Macedonian First League
- Founded: 1992
- Country: North Macedonia
- Confederation: FIBA Europe
- Number of teams: 12
- Level on pyramid: 1
- Domestic cup: Macedonian Cup
- Current champions: MZT Skopje (12th title)
- Most championships: Rabotnički (15 titles)
- CEO: Tomica Glavčev
- TV partners: MRT
- Website: mkf.mk

= Macedonian First League (basketball) =

The Macedonian First League (Македонска прва лига, Makedonska prva liga) is the top-tier basketball competition in the Republic of North Macedonia organized by the Basketball Federation of North Macedonia. Until 1992 it was called Macedonian Republic League after which it was transformed into top division level Macedonian Basketball First League. After the transformation, teams from the dissolved Yugoslav Federal Leagues (MZT Skopje and Rabotnički) joined the Macedonian First League.

# # # # #

▶ TASK LIST
A: Reproduce verbatim from the league profile the passage that begins at the words "- Most championships: Rabotnički" and stops after the words "Macedonian First League.".
B: Answer these from the league profile:
(i) In what year was the league founded?
(ii) Which club has won the most championships, and how many titles does it hold?
(iii) What was the competition called until 1992?

▶ MATERIAL PROVIDED
# # # # #

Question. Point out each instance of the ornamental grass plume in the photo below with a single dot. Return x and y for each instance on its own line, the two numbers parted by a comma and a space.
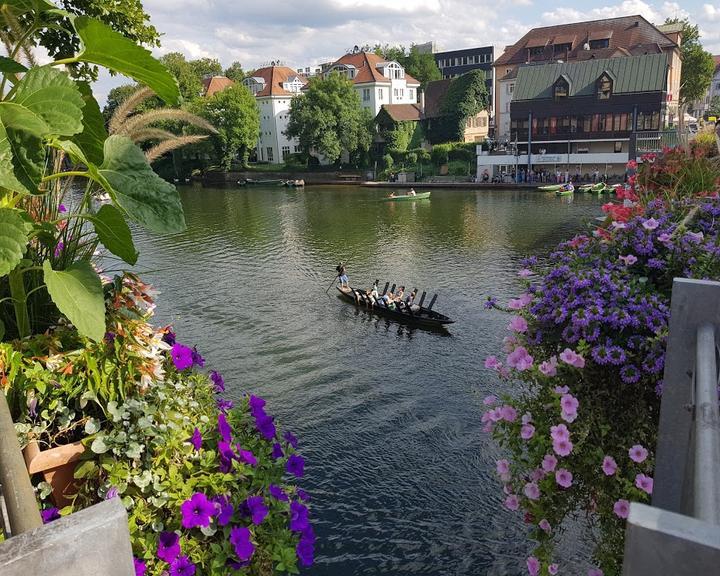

# # # # #

▶ TASK ANSWERS
A:
- Most championships: Rabotnički (15 titles)
- CEO: Tomica Glavčev
- TV partners: MRT
- Website: mkf.mk

= Macedonian First League (basketball) =

The Macedonian First League (Македонска прва лига, Makedonska prva liga) is the top-tier basketball competition in the Republic of North Macedonia organized by the Basketball Federation of North Macedonia. Until 1992 it was called Macedonian Republic League after which it was transformed into top division level Macedonian Basketball First League. After the transformation, teams from the dissolved Yugoslav Federal Leagues (MZT Skopje and Rabotnički) joined the Macedonian First League.

B:
(i) 1992
(ii) Rabotnički, with 15 titles
(iii) Macedonian Republic League